Given task A
Can you rewrite the records from the start down to the line containing "68 L 121 102", with "minaret spire" replaced by "minaret tip", everything else unchanged, and the pictures left out?

Source
ESCAP has underlined the fact that the resent strong growth can provide resources critical to realizing the ambitious 2030 Agenda for Sustainable Development.
"The prospects for mobilizing financing for development purposes are promising," said Shamshad Akhtar, the Executive Secretary of Thailand-based ESCAP. She is also a former governor of State Bank of Pakistan.
According to the Economic and Social Survey of Asia and the Pacific the developing economies recorded an overall growth rate of 5.8 percent in 2017, compared with 5.4 percent in 2016; for 2018 and 2019, these economies are projected to grow by 5.5 percent. There are serious concerns over debt levels in China offset by a recovery in India and a steady performance in the rest of the region.
It adds that the medium-term outlook sees more of a downward growth trend in several countries owing to ageing populations, slower capital accumulation and modest productivity gains.
At the same time, "rapid technological advancements, while promising immense opportunities are also posing considerable challenges in terms of job polarization and income and wealth inequalities," states Akhtar.
"Lifting productivity will require a "whole-of-government approach" for fostering science, technology and innovation and investments in relevant skills and infrastructure," ESCAP urged, highlighting the need to strengthen social protection and efficient use of resources.
Tax reform and strengthening tax collection could also add as much as 8 percent to the gross domestic product (GDP) of countries such as Myanmar or Tajikistan; and about 3 to 4 percent in larger countries like China, India or Indonesia, according to ESCAP.
India is increasingly perceived as a leading economy. This may hold true on account of the volume of its economy owing to its large population and supply and demand dynamics. But the economic fundamentals of India are no different from those of Pakistan.
For years, the two economies were comparable and only after the year 2000 that the gap between the two started to widen with India's economy growing at a faster pace than Pakistan's.
In early 90s, Pakistan's gross fixed capital formation as a percentage of GDP was 19, compared to 24 of India. In 2017, Pakistan, however, dropped to 14 percent while India rose to 28 percent.
'Private Investment Trend' was 10 percent of GDP in 1993 for Pakistan while for India it was 14 and in 2017 it remained 10 for Pakistan and jumped to 22 percent for India.
In Pakistan, the domestic investment remains stagnant for the last 20-25 years at around 10 percent of GDP.
The Foreign Direct Investment (FDI) in 1993 was 0.8 percent of GDP for Pakistan and 1.2 percent for India. In 2017, it was recorded as the same 0.8 of GDP for Pakistan and 2 percent for India.
Incidentally, in 2007-8, the FDI jumped to 3.8 percent of GDP both for Pakistan and India.
The GDP per capita in 1995 in case of Pakistan was 500 USD and 400 USD for India. In 2015, it escalated to 1480 in the case of Pakistan and 1540 in the case of India.
With all the perceptions of a 'Shining India and an 'Emerging Pakistan' the fact remains that after over 70 years of independence Pakistan, India and Bangladesh host world's largest populations struggling below the poverty line. The pace of development is not good enough to catch up with poverty in the region and India is no exception in this regard.

Given task B
How would you continue the article on Asian growth and the India–Pakistan economic comparison from where it stops?

Source records

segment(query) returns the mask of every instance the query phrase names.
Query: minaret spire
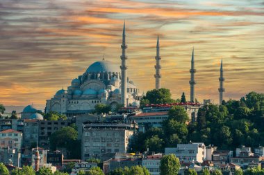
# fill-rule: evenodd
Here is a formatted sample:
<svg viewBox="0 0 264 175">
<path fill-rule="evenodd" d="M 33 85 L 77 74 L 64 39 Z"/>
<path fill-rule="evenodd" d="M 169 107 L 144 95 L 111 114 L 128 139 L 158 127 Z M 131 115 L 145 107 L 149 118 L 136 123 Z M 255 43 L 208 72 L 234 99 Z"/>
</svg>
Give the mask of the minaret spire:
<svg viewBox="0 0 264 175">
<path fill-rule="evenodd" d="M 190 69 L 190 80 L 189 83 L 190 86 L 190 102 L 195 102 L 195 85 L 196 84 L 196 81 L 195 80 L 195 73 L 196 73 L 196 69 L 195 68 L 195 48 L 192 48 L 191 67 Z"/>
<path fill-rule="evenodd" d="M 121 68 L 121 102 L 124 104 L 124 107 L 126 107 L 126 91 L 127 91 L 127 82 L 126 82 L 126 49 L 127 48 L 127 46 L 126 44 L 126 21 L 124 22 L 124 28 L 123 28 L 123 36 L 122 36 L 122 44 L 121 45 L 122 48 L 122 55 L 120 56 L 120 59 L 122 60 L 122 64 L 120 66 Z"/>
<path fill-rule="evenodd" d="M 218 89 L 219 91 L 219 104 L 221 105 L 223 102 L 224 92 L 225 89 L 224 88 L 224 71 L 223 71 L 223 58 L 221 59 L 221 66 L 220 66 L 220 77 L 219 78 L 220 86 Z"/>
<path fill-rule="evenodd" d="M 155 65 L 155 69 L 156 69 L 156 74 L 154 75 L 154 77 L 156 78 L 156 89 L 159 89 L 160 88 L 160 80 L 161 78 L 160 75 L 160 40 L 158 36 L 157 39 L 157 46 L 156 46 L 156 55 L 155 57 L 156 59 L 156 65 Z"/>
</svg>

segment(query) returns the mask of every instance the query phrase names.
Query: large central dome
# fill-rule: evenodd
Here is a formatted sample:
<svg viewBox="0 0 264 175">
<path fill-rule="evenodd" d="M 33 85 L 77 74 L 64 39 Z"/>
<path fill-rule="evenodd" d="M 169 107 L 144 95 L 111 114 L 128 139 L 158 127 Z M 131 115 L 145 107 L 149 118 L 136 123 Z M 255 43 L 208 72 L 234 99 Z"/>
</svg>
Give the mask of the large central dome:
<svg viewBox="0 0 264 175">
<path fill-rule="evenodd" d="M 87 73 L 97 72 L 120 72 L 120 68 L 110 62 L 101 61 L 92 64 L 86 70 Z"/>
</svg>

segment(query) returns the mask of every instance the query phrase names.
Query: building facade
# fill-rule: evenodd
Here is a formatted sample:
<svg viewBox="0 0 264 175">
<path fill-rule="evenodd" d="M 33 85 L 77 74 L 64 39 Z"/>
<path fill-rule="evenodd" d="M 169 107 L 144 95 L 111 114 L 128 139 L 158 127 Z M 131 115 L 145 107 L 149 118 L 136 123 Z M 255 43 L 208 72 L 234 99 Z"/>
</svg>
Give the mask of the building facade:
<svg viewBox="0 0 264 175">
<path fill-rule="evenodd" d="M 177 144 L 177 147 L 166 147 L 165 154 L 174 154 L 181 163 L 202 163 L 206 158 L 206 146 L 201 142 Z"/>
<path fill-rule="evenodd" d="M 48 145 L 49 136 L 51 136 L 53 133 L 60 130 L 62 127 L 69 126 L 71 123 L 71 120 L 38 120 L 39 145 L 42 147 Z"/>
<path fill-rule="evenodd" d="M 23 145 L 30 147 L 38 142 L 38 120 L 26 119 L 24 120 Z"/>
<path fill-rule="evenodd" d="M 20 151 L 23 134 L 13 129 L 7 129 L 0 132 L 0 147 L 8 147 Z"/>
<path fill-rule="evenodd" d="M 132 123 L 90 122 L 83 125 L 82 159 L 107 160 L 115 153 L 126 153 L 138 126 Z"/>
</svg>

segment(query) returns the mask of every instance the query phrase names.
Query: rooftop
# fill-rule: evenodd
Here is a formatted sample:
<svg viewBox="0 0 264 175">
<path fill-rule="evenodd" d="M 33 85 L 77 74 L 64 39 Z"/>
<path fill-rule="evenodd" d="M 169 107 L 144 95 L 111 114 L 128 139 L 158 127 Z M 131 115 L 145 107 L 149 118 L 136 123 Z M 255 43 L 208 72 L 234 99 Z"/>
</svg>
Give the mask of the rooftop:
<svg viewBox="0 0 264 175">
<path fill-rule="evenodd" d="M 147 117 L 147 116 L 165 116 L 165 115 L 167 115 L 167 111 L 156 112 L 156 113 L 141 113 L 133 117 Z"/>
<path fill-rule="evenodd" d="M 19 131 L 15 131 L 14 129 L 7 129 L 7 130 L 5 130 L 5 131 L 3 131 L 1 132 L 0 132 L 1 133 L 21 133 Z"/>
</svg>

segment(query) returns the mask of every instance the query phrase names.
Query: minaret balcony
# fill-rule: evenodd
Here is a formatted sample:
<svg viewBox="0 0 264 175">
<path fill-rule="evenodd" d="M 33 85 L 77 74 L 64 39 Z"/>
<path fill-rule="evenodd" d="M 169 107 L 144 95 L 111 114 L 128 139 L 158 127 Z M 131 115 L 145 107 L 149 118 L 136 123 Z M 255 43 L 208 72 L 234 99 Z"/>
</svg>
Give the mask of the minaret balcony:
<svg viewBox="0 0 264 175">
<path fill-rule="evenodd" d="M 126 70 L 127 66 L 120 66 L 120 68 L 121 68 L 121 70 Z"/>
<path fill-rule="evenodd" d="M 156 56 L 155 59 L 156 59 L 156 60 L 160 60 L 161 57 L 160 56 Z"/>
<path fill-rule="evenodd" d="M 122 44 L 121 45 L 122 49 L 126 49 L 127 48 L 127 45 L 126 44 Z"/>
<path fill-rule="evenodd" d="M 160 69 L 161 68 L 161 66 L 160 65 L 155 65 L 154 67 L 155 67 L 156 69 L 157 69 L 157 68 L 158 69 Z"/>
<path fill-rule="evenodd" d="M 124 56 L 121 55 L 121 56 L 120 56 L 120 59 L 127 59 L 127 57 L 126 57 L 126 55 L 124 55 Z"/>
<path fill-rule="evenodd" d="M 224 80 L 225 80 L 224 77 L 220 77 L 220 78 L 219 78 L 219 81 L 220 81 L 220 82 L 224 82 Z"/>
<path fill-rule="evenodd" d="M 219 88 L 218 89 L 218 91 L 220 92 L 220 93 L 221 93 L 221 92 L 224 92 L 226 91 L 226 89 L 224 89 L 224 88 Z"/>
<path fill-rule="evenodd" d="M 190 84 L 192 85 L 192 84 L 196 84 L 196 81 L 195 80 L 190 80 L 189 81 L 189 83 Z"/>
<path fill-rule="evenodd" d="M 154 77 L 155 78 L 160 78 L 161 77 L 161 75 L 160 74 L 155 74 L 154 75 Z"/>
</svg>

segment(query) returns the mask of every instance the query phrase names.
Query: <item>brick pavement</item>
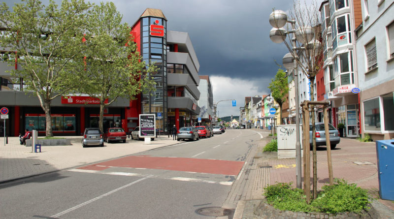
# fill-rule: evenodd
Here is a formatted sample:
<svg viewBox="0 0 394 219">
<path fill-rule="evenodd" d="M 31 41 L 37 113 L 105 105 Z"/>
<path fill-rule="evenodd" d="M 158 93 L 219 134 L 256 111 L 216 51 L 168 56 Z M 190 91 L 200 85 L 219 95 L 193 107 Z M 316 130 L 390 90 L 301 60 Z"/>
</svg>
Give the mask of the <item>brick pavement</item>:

Final result A
segment(query) returns the mask of every instance the query phrase names.
Query: minaret tip
# fill-rule: evenodd
Here is a formatted sample:
<svg viewBox="0 0 264 175">
<path fill-rule="evenodd" d="M 33 85 L 77 74 L 64 39 Z"/>
<path fill-rule="evenodd" d="M 169 107 L 144 95 L 111 114 L 128 139 L 158 127 Z M 131 115 L 145 107 L 149 118 L 136 123 Z M 255 43 L 208 72 L 234 99 Z"/>
</svg>
Give the mask of the minaret tip:
<svg viewBox="0 0 264 175">
<path fill-rule="evenodd" d="M 190 69 L 190 80 L 189 83 L 190 86 L 190 102 L 195 102 L 195 85 L 196 84 L 196 81 L 195 80 L 195 73 L 196 73 L 196 69 L 195 68 L 195 48 L 192 48 L 191 67 Z"/>
<path fill-rule="evenodd" d="M 121 68 L 121 102 L 124 104 L 124 107 L 126 107 L 126 91 L 127 91 L 127 82 L 126 82 L 126 49 L 127 48 L 127 46 L 126 44 L 126 21 L 124 22 L 124 28 L 123 28 L 123 36 L 122 36 L 122 44 L 121 45 L 122 48 L 122 55 L 120 56 L 120 59 L 122 60 L 122 64 L 120 66 Z"/>

Final result B
The key issue for Pakistan is that it has lost its competitiveness in global markets, adversely affecting country's exports, FDI and domestic investment.
The prime reason for this is Pakistan's declining 'Doing Business' ranking which has slipped by three notches from 144 to 147 in 2018 as per a World Bank Report.
The World Bank annually issues its Doing Business report which ranks 190 countries on how easy it is to set up and conduct business in the respective countries. Since its inception in 2003, these rankings have evolved to become a global benchmark for countries wanting to improve on their business environment. In fact more than 60 countries (including Pakistan, India and Bangladesh) have formed special committees and task forces with a view to improving their rankings as foreign investors now increasingly rely on this report before finalizing their choices for investment destinations.
Throughout last year, many seminars were held in the leading business hubs of Pakistan and the Ministry of Commerce tried to contribute to efforts aimed at improving Pakistan's rankings. The business chambers also presented a list of recommendations to all cadres of the government, spelling out steps in this regard. However, in spite of many serious efforts, the ranking of Pakistan declined three notches from 144 to 147. In South Asia, Pakistan is only ahead of Bangladesh and Afghanistan. On the contrary, India improved its rankings from 130 to 100.
Given some highly significant developments on ground in the last three years, Pakistan could have fared much better.
Lower oil prices, improved domestic energy supply, better domestic security, a low inflation environment and above all new economic activities generated by China Pakistan Economic Corridor (CPEC) are all positive ground realities on which Pakistan could have capitalized on. But it could not do so because of gaps in governance, loss of focus on the economy on account of political uncertainty.
The next elected government will not be able to take stock of the challenges to the economy before end of 2018. It is therefore quite likely that the economy of the country will remain vulnerable to numerous threats till then.
(The writer is former President of Overseas Investors Chamber of Commerce and Industry)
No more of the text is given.